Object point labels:
☆ ☆ ☆
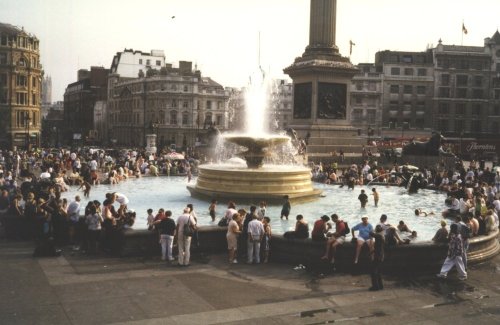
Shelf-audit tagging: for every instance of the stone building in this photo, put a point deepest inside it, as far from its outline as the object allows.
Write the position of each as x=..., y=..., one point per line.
x=408, y=88
x=367, y=99
x=176, y=104
x=80, y=100
x=20, y=88
x=47, y=90
x=129, y=63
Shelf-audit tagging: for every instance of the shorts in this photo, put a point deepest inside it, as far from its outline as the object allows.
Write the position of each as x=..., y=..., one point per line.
x=368, y=241
x=340, y=240
x=232, y=242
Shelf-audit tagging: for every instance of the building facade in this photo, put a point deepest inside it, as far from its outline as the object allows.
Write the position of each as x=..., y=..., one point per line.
x=80, y=100
x=408, y=89
x=176, y=104
x=130, y=63
x=20, y=88
x=367, y=98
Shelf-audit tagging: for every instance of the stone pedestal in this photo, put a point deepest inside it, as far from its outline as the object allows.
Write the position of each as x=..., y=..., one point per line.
x=151, y=143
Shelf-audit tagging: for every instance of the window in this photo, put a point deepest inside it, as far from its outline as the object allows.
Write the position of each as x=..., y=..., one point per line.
x=407, y=59
x=443, y=125
x=460, y=109
x=394, y=89
x=22, y=98
x=444, y=92
x=173, y=118
x=476, y=126
x=22, y=81
x=478, y=81
x=459, y=125
x=445, y=80
x=461, y=93
x=395, y=71
x=444, y=108
x=461, y=80
x=3, y=58
x=477, y=93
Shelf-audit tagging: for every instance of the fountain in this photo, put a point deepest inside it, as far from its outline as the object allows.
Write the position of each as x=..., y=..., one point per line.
x=258, y=180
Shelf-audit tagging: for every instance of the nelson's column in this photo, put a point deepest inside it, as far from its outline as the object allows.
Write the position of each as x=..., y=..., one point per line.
x=321, y=78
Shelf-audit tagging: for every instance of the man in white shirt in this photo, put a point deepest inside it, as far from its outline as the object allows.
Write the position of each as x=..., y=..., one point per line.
x=255, y=234
x=183, y=241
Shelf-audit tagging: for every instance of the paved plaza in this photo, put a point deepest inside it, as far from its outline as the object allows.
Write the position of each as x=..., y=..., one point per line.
x=76, y=289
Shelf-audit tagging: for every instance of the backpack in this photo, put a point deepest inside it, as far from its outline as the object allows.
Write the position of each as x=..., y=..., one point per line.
x=188, y=228
x=465, y=231
x=347, y=230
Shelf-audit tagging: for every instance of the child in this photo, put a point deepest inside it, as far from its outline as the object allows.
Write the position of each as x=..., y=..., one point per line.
x=285, y=210
x=151, y=219
x=211, y=209
x=375, y=196
x=267, y=237
x=87, y=186
x=261, y=213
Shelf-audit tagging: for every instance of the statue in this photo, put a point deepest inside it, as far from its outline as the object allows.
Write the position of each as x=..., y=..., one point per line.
x=432, y=147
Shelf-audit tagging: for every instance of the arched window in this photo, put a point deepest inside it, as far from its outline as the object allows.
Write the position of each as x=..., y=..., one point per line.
x=208, y=120
x=173, y=118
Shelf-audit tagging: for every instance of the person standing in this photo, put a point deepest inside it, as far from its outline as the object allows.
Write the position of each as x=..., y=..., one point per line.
x=455, y=254
x=376, y=196
x=255, y=235
x=285, y=210
x=166, y=228
x=183, y=240
x=363, y=198
x=233, y=230
x=211, y=209
x=378, y=258
x=364, y=229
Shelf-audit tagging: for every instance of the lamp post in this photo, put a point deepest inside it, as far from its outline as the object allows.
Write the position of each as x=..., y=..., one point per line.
x=27, y=122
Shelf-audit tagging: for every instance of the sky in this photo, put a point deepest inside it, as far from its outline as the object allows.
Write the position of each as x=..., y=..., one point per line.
x=222, y=36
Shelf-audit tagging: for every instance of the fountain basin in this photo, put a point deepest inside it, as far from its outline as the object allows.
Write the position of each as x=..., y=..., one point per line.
x=268, y=183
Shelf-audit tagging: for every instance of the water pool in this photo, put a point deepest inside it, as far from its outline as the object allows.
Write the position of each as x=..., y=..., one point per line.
x=170, y=193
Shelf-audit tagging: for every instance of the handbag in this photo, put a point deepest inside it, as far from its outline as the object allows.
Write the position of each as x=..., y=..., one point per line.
x=188, y=230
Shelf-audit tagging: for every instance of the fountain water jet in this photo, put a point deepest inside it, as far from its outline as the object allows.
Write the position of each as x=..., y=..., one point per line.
x=257, y=181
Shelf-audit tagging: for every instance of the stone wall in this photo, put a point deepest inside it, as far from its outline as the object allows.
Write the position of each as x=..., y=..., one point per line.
x=424, y=257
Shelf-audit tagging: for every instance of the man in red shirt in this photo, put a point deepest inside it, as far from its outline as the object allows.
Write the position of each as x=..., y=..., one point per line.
x=336, y=239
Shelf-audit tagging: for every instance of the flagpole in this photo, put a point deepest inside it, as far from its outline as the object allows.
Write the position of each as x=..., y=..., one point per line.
x=462, y=42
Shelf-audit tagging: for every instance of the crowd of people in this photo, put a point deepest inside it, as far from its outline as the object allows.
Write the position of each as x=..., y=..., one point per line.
x=32, y=182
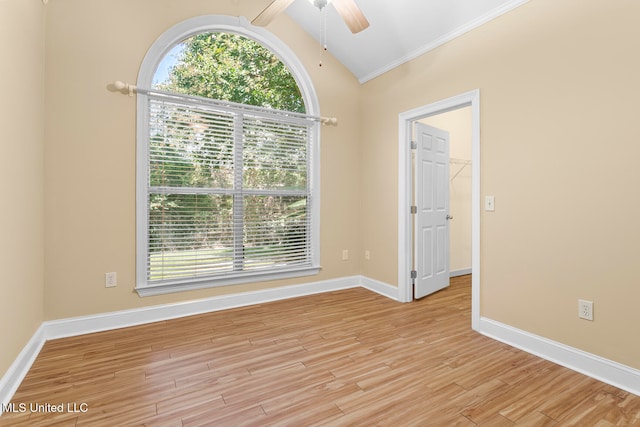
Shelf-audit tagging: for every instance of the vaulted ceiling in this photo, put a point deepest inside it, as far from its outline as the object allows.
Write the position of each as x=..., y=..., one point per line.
x=400, y=30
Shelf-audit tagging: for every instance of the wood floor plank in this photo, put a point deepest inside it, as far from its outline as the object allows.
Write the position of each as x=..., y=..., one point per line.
x=342, y=358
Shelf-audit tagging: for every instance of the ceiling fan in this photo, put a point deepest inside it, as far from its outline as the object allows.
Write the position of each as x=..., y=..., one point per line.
x=347, y=9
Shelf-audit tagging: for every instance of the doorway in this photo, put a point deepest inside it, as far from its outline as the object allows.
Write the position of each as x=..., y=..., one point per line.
x=405, y=241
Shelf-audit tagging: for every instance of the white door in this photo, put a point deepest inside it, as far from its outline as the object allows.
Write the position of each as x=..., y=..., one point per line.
x=431, y=192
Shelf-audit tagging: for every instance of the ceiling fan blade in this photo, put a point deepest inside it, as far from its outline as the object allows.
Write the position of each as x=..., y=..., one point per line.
x=351, y=14
x=266, y=16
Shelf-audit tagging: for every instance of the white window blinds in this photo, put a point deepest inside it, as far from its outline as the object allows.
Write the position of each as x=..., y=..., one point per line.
x=228, y=190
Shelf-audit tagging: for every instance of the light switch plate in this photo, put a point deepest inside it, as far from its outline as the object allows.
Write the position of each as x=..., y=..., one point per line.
x=489, y=203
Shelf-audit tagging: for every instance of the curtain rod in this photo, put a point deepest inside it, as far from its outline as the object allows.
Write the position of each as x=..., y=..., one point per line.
x=129, y=89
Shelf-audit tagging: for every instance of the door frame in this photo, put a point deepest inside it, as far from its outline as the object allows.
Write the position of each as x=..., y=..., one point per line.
x=405, y=121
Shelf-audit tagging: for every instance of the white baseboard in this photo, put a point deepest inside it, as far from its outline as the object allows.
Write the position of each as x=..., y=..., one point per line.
x=381, y=288
x=13, y=377
x=597, y=367
x=121, y=319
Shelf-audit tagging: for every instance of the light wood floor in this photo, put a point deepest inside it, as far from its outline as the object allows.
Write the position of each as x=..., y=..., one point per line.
x=343, y=358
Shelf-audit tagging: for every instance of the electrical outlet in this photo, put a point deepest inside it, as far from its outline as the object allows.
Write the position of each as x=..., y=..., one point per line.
x=110, y=280
x=585, y=309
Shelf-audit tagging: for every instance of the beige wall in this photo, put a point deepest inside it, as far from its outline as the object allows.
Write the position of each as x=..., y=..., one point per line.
x=21, y=170
x=458, y=124
x=90, y=155
x=559, y=89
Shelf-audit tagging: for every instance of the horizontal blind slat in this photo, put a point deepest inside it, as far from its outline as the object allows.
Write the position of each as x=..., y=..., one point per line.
x=192, y=187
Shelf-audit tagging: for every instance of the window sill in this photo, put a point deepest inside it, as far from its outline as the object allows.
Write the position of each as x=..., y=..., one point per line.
x=192, y=285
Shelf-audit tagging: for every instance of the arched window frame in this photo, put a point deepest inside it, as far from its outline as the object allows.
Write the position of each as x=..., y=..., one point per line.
x=160, y=48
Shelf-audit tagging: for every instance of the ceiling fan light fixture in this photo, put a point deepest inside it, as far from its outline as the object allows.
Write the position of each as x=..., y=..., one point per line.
x=320, y=4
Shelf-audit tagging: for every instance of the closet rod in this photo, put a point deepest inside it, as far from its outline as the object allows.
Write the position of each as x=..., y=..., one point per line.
x=130, y=89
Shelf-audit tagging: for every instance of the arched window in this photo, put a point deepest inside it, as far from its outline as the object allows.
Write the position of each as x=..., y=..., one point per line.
x=227, y=159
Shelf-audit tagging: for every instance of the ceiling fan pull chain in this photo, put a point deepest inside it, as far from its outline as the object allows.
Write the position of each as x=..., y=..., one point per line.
x=323, y=33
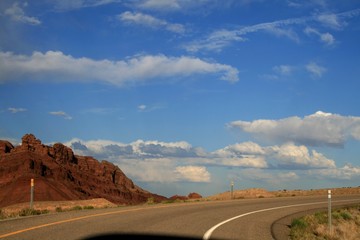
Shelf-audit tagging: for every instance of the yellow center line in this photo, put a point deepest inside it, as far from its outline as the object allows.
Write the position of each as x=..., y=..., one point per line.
x=77, y=219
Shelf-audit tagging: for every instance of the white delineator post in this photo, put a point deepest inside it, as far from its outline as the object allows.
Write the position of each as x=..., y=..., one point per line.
x=32, y=194
x=329, y=211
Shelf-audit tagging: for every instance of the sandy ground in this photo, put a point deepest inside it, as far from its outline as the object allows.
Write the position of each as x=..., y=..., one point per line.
x=52, y=206
x=262, y=193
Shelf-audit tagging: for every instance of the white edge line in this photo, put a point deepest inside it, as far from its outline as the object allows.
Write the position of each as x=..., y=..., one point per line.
x=209, y=232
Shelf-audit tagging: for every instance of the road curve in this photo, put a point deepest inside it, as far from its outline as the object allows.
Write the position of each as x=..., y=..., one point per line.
x=237, y=219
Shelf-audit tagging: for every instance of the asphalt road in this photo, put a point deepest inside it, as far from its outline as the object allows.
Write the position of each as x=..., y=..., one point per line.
x=237, y=219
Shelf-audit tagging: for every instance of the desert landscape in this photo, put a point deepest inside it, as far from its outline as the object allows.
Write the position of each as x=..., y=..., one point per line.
x=65, y=181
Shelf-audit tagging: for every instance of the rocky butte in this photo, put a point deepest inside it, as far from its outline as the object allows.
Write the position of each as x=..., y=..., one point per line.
x=60, y=175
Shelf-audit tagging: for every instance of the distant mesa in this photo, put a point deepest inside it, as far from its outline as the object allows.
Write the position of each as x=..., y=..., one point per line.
x=189, y=197
x=61, y=175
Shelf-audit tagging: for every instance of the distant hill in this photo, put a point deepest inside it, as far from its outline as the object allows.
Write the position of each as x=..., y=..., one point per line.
x=61, y=175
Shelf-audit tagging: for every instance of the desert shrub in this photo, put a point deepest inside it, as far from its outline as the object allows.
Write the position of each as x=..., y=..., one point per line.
x=2, y=214
x=321, y=217
x=299, y=223
x=88, y=207
x=150, y=200
x=76, y=208
x=346, y=215
x=28, y=212
x=59, y=209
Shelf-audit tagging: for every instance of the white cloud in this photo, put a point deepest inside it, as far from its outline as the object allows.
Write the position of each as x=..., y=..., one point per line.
x=150, y=21
x=156, y=161
x=268, y=177
x=290, y=155
x=136, y=70
x=142, y=108
x=61, y=114
x=163, y=5
x=17, y=14
x=331, y=20
x=319, y=129
x=283, y=69
x=66, y=5
x=326, y=38
x=16, y=110
x=347, y=172
x=192, y=174
x=282, y=28
x=315, y=70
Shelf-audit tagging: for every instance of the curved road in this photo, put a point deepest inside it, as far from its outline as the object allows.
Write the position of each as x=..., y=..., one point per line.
x=237, y=219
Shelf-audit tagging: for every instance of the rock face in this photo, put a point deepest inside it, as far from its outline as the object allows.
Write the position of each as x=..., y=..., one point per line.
x=61, y=175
☆ ☆ ☆
Copy out the stretch of the listing from the line containing "arched window frame" through the line containing "x=323, y=33", word for word.

Exercise answer |
Shelf-audit tagging: for every instance of the arched window frame in this photo, put a point deepest inside it, as far from its outline as the object allows.
Write the position of each as x=..., y=..., one point per line.
x=160, y=48
Shelf-audit tagging: for every instance of the ceiling fan light fixture in this photo, put a point deepest inside it, as far from its outline as the object allows.
Write the position of each as x=..., y=..., one point per line.
x=320, y=4
Shelf-audit tagging: for every instance of the closet rod in this photo, put a point deepest inside it, as far from its outline as the object allows.
Write the position of each as x=..., y=..., one point per line.
x=130, y=89
Shelf-audit tagging: for every instance of the arched window in this photo, put a point deepest inside it, as far from its outline as the object allows.
Write the position of each as x=..., y=..., one point per line.
x=227, y=159
Shelf-audit tagging: for every instance of the ceiling fan pull chain in this photo, put a point deepest inside it, as far from its outline as the object allows.
Write the position of each as x=..., y=..., one point per line.
x=323, y=33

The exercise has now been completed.